STATED TASK: Filter the rows below down to the lines that contain the string "with", and copy each of those lines. Case counts.

[Excerpts of pointing data]
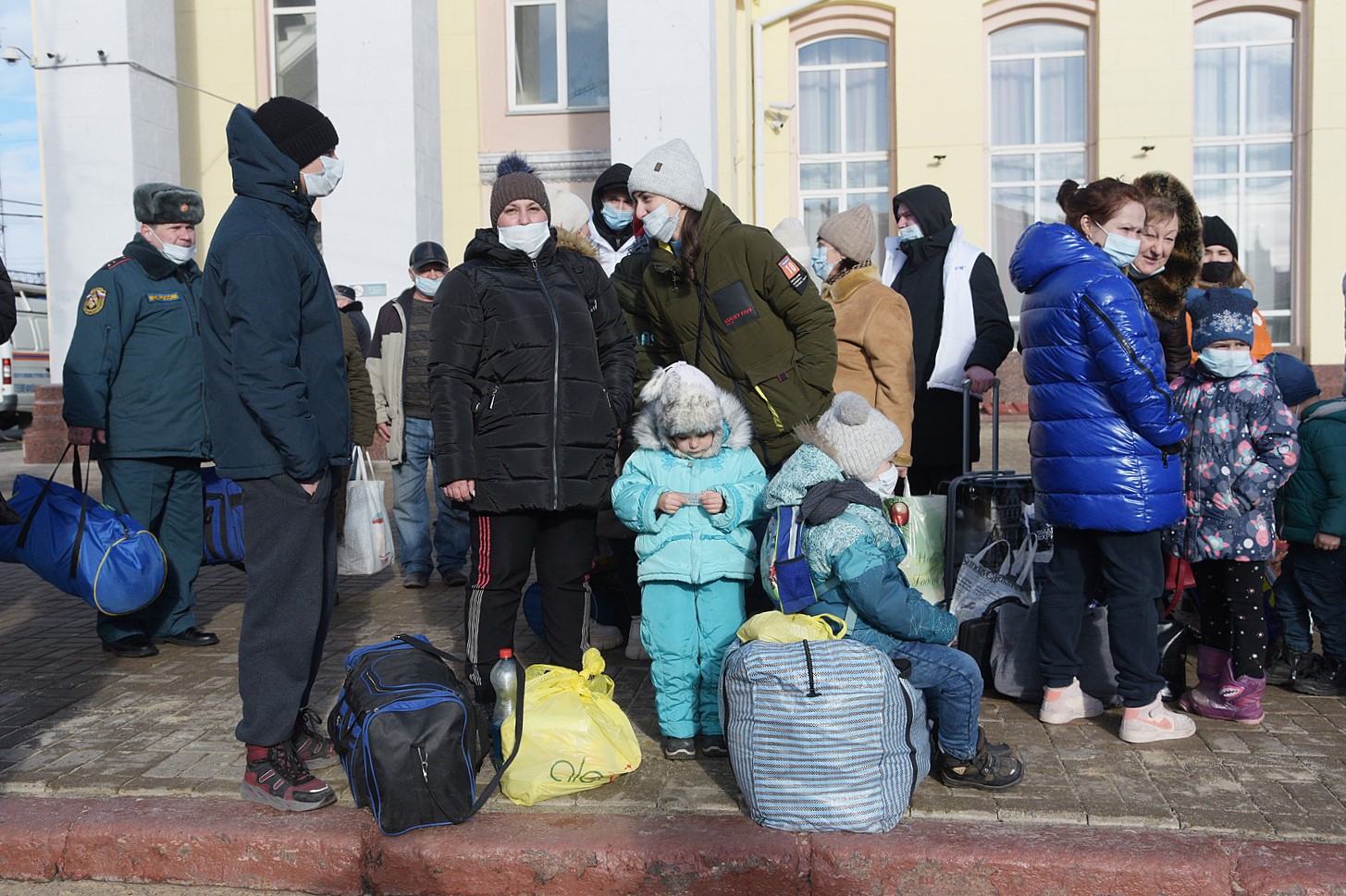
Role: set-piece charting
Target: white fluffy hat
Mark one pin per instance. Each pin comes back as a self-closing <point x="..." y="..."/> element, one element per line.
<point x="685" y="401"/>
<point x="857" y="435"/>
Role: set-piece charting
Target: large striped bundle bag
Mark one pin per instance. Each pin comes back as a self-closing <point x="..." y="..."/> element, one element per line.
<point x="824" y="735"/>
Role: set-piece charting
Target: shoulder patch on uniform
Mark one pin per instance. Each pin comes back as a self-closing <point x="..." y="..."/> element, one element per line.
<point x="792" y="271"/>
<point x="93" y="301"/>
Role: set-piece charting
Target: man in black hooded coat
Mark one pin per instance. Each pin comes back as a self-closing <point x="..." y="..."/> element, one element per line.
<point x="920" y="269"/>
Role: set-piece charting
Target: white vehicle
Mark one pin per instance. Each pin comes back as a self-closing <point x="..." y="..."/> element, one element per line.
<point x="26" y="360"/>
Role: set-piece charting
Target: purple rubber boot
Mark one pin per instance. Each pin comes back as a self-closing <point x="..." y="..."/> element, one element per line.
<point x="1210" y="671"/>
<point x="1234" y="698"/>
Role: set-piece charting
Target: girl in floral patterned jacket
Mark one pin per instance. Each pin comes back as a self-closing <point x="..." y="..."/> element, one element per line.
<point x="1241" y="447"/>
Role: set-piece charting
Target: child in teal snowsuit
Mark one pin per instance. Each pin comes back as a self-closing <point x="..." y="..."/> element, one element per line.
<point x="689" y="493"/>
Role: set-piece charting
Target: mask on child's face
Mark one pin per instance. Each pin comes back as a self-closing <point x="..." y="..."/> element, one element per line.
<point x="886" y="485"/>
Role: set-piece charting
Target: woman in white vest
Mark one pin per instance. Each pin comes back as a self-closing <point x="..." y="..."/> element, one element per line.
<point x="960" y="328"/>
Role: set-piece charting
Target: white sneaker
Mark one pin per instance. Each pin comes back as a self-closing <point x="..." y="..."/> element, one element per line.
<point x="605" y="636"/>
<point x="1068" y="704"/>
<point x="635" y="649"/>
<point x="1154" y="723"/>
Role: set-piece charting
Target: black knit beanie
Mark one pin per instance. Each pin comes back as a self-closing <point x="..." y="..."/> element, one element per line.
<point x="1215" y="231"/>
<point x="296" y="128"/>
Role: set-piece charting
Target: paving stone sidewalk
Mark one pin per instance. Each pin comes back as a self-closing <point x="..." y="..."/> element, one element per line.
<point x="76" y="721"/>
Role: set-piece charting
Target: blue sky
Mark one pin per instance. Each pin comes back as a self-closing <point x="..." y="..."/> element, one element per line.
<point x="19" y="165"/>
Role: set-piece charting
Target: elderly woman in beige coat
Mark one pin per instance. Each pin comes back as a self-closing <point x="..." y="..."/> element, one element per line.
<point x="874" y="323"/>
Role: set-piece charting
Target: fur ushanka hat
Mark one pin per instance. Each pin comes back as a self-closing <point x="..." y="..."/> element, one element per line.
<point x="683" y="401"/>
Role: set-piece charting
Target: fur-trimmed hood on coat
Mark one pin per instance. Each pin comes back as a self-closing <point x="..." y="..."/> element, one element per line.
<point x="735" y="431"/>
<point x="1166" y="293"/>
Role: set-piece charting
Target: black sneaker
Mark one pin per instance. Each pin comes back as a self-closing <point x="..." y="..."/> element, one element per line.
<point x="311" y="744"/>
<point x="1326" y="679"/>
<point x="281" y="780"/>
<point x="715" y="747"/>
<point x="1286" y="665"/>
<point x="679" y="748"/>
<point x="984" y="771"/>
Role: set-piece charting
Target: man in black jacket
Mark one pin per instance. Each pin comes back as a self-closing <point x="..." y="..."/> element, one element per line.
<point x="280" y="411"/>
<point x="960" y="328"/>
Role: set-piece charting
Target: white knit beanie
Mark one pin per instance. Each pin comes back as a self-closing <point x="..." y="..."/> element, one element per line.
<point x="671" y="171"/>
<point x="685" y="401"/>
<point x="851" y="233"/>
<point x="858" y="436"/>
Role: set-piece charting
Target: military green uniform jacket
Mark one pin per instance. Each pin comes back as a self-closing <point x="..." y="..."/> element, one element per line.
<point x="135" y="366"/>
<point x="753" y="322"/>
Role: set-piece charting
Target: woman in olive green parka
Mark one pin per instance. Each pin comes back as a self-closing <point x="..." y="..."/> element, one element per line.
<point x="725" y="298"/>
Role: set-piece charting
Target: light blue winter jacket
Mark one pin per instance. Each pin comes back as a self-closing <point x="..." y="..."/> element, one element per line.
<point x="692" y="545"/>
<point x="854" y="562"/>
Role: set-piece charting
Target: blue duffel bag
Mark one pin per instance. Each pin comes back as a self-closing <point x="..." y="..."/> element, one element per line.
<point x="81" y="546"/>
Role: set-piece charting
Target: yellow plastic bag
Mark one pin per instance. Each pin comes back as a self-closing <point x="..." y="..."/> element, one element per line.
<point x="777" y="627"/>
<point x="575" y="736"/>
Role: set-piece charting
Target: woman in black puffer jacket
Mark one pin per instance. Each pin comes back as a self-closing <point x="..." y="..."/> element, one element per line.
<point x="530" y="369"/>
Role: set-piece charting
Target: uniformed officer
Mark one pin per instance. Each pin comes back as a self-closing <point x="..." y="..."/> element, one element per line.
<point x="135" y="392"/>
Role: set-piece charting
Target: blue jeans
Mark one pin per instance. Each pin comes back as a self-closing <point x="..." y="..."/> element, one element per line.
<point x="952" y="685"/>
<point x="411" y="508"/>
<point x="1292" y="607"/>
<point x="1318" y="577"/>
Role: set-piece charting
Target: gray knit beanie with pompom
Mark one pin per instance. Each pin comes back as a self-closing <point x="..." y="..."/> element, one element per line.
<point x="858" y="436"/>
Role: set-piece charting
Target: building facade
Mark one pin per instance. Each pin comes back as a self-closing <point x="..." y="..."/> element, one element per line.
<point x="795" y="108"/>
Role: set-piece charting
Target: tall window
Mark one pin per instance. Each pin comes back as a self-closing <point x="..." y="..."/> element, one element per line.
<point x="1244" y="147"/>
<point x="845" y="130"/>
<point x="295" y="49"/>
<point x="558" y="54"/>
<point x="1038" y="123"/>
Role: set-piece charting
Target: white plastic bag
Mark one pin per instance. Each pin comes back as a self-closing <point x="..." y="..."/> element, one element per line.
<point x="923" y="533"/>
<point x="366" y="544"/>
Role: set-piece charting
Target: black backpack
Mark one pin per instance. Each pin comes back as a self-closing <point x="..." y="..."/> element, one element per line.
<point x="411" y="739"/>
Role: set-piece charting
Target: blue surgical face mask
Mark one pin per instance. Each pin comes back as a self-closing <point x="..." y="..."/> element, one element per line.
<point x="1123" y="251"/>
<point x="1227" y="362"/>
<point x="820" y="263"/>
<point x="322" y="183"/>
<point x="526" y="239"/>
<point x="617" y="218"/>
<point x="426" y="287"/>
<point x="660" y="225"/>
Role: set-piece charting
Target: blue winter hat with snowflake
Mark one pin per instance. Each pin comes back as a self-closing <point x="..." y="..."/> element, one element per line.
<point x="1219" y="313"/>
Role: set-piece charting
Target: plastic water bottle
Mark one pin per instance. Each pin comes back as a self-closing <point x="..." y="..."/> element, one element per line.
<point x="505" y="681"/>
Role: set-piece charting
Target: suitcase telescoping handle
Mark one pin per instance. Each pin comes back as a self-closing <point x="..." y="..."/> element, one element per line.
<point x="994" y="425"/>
* * *
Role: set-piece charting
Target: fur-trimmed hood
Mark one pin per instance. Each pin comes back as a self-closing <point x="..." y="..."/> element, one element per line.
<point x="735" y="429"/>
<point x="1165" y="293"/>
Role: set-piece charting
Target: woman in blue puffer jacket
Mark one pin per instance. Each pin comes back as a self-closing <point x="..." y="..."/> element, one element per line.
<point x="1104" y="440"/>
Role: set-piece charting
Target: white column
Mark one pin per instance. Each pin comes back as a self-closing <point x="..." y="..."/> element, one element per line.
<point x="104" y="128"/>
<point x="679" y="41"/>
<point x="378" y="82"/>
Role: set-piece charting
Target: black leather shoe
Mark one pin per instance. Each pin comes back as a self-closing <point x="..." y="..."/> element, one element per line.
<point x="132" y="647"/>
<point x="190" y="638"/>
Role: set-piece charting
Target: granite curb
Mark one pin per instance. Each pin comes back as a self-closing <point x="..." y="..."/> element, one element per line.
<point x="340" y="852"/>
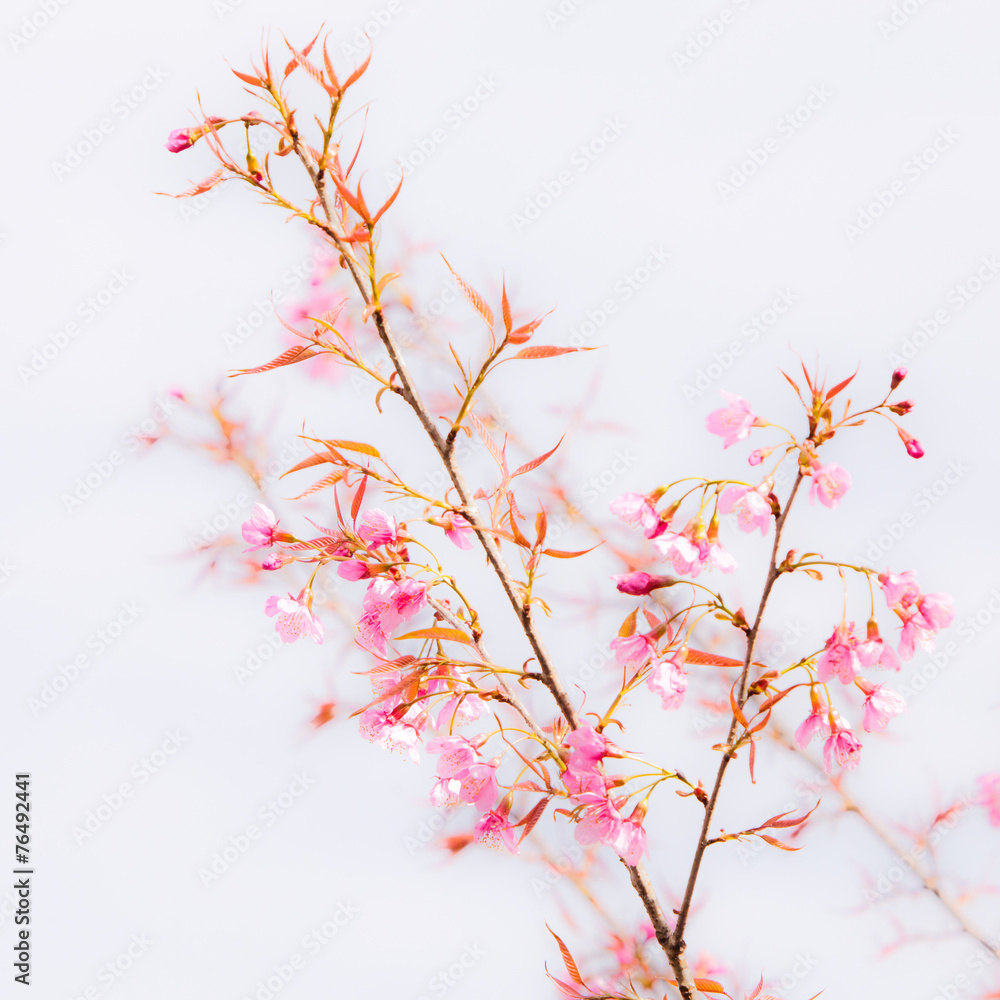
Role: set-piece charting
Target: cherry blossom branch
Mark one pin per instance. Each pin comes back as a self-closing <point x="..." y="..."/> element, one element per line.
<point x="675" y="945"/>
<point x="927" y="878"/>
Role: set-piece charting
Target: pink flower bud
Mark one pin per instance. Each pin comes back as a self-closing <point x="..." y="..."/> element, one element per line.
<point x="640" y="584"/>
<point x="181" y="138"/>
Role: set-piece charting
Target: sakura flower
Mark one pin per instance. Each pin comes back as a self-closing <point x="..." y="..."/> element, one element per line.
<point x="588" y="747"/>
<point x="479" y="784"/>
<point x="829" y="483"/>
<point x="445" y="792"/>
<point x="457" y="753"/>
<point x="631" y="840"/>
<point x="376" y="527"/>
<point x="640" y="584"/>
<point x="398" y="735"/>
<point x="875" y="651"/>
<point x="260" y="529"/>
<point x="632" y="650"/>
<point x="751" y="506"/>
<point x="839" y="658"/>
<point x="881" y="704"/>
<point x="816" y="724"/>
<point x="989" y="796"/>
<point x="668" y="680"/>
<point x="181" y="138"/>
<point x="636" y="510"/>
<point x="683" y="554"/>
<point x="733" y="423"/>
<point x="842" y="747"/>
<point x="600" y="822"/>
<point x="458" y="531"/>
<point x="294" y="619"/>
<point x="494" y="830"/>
...
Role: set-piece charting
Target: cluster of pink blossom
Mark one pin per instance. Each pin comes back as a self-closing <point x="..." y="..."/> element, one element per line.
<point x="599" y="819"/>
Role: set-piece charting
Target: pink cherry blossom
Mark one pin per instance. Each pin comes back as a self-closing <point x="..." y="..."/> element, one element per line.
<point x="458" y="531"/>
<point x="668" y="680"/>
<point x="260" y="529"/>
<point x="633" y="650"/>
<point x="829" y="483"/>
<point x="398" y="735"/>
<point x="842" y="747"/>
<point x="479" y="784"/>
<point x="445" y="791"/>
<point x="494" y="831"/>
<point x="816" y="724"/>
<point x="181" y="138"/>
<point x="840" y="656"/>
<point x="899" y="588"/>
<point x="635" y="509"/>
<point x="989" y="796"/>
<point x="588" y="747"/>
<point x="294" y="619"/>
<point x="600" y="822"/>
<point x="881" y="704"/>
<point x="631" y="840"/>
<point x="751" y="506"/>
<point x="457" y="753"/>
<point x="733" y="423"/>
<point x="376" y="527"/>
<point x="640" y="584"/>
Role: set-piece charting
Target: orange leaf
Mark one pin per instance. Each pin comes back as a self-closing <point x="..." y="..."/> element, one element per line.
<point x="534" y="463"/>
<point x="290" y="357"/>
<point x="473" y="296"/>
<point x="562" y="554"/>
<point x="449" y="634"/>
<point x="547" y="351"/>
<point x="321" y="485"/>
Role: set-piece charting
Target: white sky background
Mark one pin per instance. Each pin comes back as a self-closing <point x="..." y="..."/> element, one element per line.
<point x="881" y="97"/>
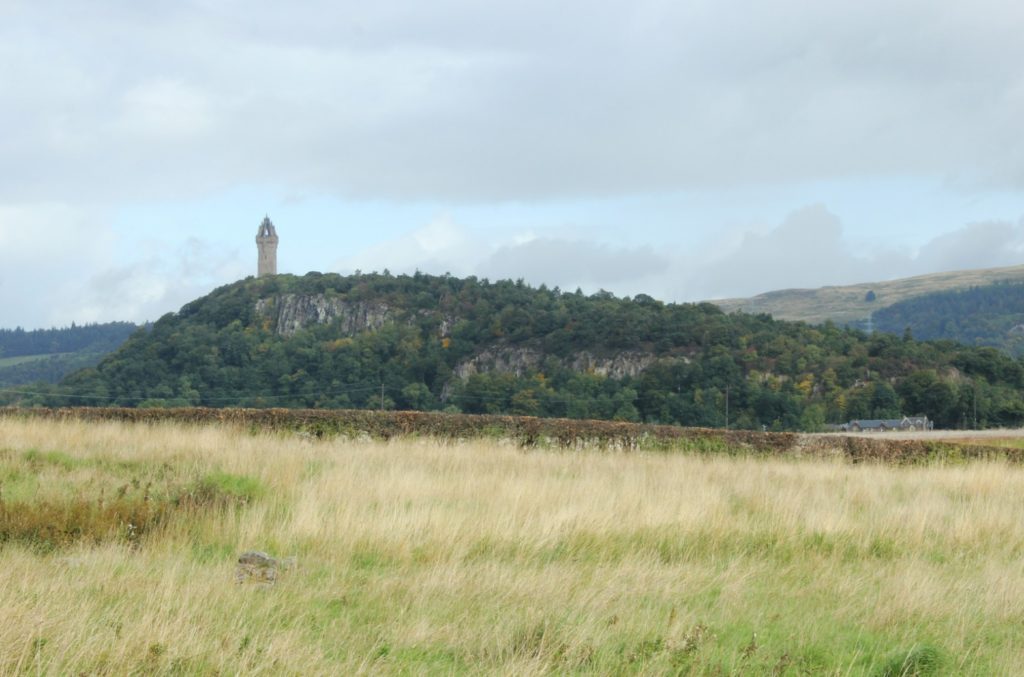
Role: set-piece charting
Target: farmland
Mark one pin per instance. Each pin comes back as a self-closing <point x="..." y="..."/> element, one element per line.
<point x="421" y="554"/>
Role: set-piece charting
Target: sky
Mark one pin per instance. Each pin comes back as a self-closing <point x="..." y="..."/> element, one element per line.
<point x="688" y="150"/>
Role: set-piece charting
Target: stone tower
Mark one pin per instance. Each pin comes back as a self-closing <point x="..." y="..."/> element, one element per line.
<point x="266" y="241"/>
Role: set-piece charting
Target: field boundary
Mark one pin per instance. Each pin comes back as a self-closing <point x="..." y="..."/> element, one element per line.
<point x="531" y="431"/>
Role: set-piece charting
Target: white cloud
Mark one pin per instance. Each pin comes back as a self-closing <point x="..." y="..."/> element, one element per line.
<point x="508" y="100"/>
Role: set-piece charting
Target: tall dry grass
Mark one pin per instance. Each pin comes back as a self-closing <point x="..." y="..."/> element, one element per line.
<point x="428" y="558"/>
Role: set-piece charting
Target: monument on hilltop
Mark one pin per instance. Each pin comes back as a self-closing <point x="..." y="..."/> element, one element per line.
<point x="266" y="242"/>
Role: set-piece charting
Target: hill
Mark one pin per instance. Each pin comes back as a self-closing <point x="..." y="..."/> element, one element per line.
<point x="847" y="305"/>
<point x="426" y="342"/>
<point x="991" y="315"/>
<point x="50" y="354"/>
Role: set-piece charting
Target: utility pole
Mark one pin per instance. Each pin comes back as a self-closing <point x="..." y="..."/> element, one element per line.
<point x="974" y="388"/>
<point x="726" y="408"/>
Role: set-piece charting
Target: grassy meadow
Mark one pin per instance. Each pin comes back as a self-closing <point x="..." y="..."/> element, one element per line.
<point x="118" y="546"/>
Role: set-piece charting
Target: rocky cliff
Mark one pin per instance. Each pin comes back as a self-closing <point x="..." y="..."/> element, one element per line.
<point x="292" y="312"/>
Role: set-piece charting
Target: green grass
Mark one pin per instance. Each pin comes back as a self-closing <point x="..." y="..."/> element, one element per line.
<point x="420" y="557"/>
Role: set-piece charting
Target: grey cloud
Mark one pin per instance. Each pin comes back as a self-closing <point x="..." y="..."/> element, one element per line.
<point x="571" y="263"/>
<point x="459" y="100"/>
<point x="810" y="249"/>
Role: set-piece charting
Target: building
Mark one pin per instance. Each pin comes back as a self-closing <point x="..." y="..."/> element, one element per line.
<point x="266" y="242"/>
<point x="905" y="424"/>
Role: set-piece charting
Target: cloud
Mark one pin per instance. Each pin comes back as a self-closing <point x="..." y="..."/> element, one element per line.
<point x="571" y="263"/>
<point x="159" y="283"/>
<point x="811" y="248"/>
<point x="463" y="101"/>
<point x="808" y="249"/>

RESPONSE:
Target: gray knit beanie with pompom
Target: blue winter hat with snowflake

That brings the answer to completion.